**Brief**. Without the images, write out the entries word for word.
[Data supplied Boundary: Start]
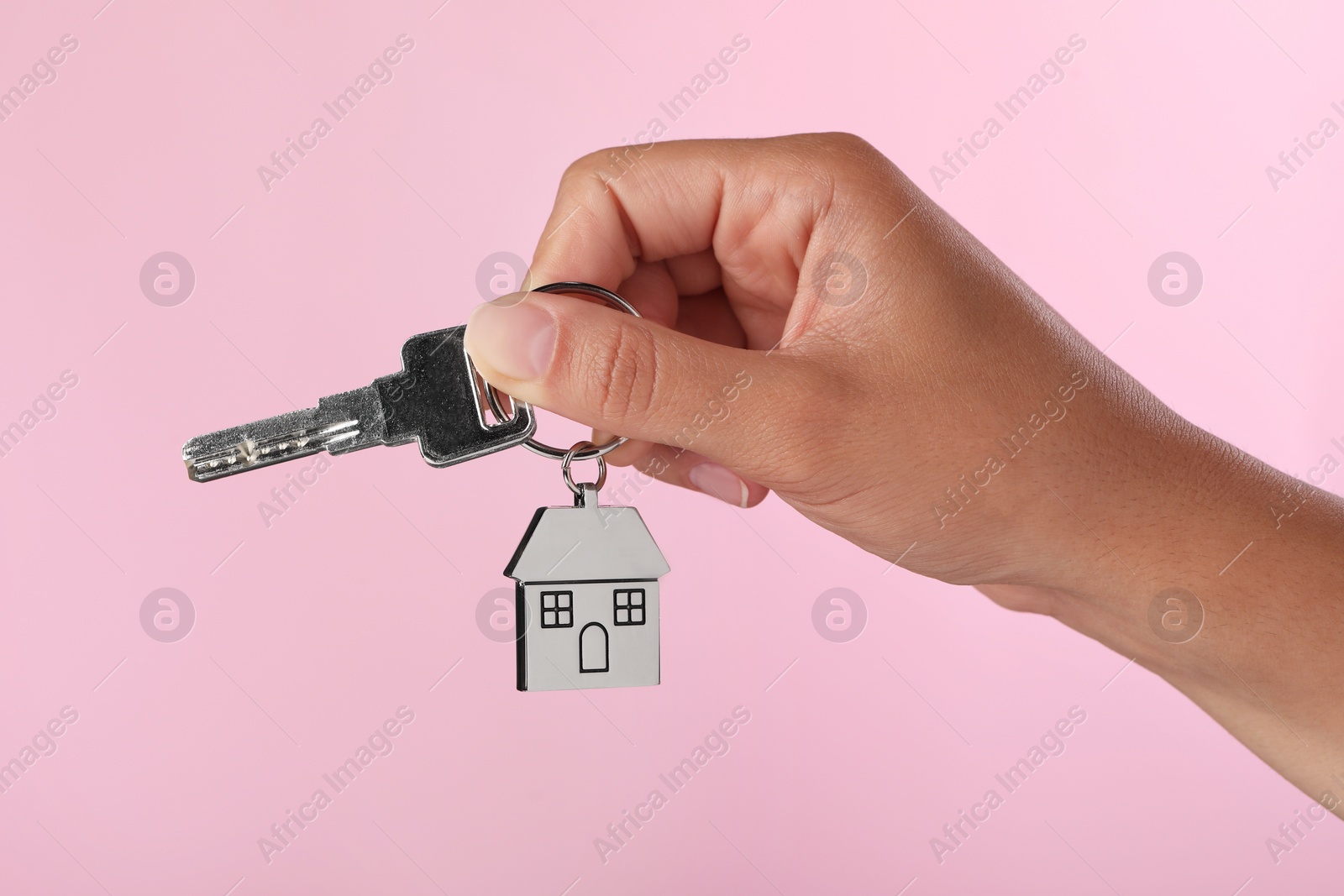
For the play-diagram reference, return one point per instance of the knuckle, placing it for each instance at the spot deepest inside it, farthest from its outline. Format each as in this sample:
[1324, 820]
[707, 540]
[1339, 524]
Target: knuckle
[622, 371]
[Data supplied Boundary: End]
**Output of the exercise**.
For the play-diagram reference, return one point per instance of the knuckle, placing it for each instance at the spot deepest inside it, farthest from its outline. Format each as in this sample:
[1324, 820]
[707, 540]
[1339, 524]
Target: knuckle
[622, 371]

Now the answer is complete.